# Selected passage
People assume that Facsimiles 2 and 3 must date to the same time period as Facsimile 1 because they were published together and came into Joseph Smith’s collection at the same time in 1835. That is a reasonable assumption, but treating this as fact can lead to conclusions that sound confident but rest on uncertain ground. The safest approach is to separate what can be dated and verified from what can only be inferred.
Copies, Adaptations, and Older Sources
Egyptian priests regularly copied older material onto new papyri, reused imagery for new purposes, layered new meanings onto existing symbols, and adapted religious ideas from earlier periods.
Because of this, a late copy does not rule out an earlier source. If Abraham lived around 2000–2100 BC, then a papyrus from 200 BC could only be a copy of something older, an adaptation of older ideas, or a reuse of imagery whose original meaning had already shifted.
Even if Abraham produced the facsimiles originally, it would be historically unrealistic that those documents would have survived for so long.
The Lens of the Later Owner
The surviving papyrus connected to Facsimile 1 appears to have belonged to the Egyptian priest Hor. That alone tells us something important about how the images should be understood.

# Material provided
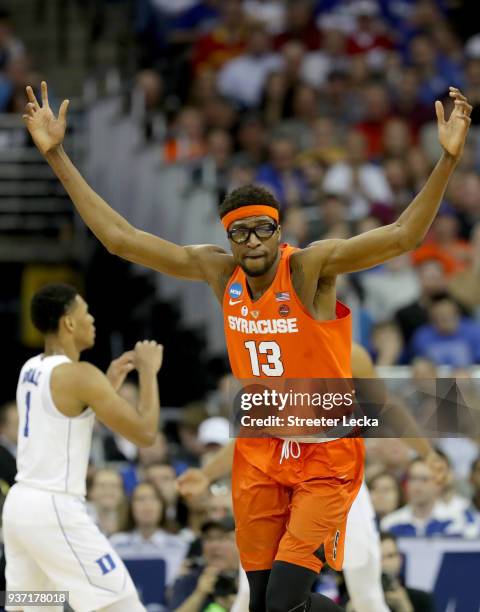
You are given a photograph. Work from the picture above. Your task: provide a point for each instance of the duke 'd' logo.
(235, 291)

# Requirements
1. In the passage on the facsimiles, which Egyptian priest appears to have owned the surviving papyrus connected to Facsimile 1?
2. Reproduce the passage on the facsimiles word for word, starting with "Because of this, a" and going on through "had already shifted.".
3. Summarize the passage on the facsimiles in two sentences.

# Exercise solutions
1. Hor

2.
Because of this, a late copy does not rule out an earlier source. If Abraham lived around 2000–2100 BC, then a papyrus from 200 BC could only be a copy of something older, an adaptation of older ideas, or a reuse of imagery whose original meaning had already shifted.

3. Facsimiles 2 and 3 are often assumed to date from the same period as Facsimile 1 because they were published together and entered Joseph Smith's collection at the same time in 1835, but the passage urges separating what can be dated and verified from what can only be inferred. Since Egyptian priests regularly copied and adapted older material, a late copy does not rule out an earlier source, and the surviving papyrus connected to Facsimile 1 appears to have belonged to the priest Hor.